### Brief 1:
From the records below, give the part that opens with the line containing "Pin a point on every instance of the thick" and closes at the end of the records as a JSON list of strings, one string per line, omitting blank lines.

### Text block:

+---+

# Snake boot strings??



## RP1969 (Mar 22, 2007)

Anyone know where to get replacement strings for snake boots mine are worn out and I cant seem to find any to replace them with??


----------



## RP1969 (Mar 22, 2007)

*Lacross Customer Service!!!!!!!*

Just got off the phone with Lacross they are going to send me laces for free and since I didn't have the boots with me at work I was unsure of what style they were so they are going to send me a couple of different ones told me to give them away or make a kite strings with the ones I didn't use.  Now thats customer service at its finest.


----------



## rex upshaw (Mar 22, 2007)

get the zip ups from bps and you won't have to worry about laces or blisters.


----------



## Trizey (Mar 22, 2007)

Pretty good customer service!


----------



## Lostoutlaw (Mar 22, 2007)

Trizey said:


> Pretty good customer service!



I would have to say the same thing.
Not many out there to say that at the least


----------



## oldcrowe (Mar 26, 2007)

BPS carries them


----------



## Xzuatl (Apr 13, 2007)

550 paracord will also work.


----------



## SakoL61R (Apr 14, 2007)

+1 on the 550 cord.  Inexpensive and lasts a looooooong time.  I use it on all my boots.  (except for my tan work boots.....)


----------



## hunt4bone (Apr 14, 2007)

I called rocky and they sent me out 4 pair....


----------



## xpertgreg (Apr 15, 2007)

550 paracord will come in very handy in a survival situation.

gw


----------



## VisionCasting (May 23, 2007)

*550 it is!*

definately use the 550 para cord.  you can unravel it to make 3x the length of cord in a sticky situation.  best yet - it's about $5 for a lifetime of laces!


----------



## R G (May 30, 2007)

I just got two pair of boot laces and tied them together so the knot was in the middle of the first set of eyelets at the bottom.


----------

+---+

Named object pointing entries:
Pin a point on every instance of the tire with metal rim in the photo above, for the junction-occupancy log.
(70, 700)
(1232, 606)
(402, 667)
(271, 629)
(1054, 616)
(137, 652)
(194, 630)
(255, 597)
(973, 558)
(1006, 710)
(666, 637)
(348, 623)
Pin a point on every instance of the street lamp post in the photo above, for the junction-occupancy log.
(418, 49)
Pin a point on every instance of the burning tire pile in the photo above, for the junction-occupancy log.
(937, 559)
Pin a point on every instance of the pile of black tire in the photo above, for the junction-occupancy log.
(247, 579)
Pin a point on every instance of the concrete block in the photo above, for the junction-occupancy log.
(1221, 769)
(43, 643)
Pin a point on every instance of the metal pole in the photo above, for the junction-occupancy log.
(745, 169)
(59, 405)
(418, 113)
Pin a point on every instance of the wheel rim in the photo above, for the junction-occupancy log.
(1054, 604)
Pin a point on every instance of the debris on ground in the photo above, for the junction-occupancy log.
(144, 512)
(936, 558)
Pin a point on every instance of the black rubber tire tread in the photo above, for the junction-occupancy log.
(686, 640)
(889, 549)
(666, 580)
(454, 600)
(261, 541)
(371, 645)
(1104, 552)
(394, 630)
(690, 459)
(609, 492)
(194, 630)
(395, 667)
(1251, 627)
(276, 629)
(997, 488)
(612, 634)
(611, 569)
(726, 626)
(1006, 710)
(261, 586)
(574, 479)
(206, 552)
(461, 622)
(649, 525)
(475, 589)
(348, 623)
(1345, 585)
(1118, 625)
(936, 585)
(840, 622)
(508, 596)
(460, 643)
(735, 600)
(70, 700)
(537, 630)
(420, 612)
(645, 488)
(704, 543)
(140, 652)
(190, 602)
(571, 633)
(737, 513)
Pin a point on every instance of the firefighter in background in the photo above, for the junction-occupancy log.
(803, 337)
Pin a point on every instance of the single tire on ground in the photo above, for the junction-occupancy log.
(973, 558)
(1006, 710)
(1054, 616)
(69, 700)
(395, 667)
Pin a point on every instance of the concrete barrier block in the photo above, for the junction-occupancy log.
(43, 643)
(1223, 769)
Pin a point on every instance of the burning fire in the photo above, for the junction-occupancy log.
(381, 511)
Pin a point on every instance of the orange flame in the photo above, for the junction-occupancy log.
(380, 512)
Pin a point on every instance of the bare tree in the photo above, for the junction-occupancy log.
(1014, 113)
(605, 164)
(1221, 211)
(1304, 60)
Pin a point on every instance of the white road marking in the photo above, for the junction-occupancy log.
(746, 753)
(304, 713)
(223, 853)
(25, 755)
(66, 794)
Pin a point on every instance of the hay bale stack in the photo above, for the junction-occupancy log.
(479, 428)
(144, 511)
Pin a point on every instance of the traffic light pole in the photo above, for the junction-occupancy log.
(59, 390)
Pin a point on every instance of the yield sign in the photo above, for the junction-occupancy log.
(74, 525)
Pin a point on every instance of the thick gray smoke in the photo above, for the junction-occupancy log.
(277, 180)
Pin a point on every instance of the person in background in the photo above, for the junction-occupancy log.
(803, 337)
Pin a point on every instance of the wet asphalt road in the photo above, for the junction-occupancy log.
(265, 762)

+---+

### Brief 2:
Answer these questions on the boot-lace thread above.
(a) What did Lacross customer service agree to send RP1969, and at what cost?
(b) How many pairs did hunt4bone receive after calling Rocky?
(c) According to VisionCasting, roughly how much does 550 para cord cost?

### Full output 1:
[
  "Pin a point on every instance of the thick gray smoke in the photo above, for the junction-occupancy log.",
  "(277, 180)",
  "Pin a point on every instance of the person in background in the photo above, for the junction-occupancy log.",
  "(803, 337)",
  "Pin a point on every instance of the wet asphalt road in the photo above, for the junction-occupancy log.",
  "(265, 762)"
]

### Full output 2:
(a) Replacement laces, free of charge, in a couple of different styles.
(b) Four pairs.
(c) About $5.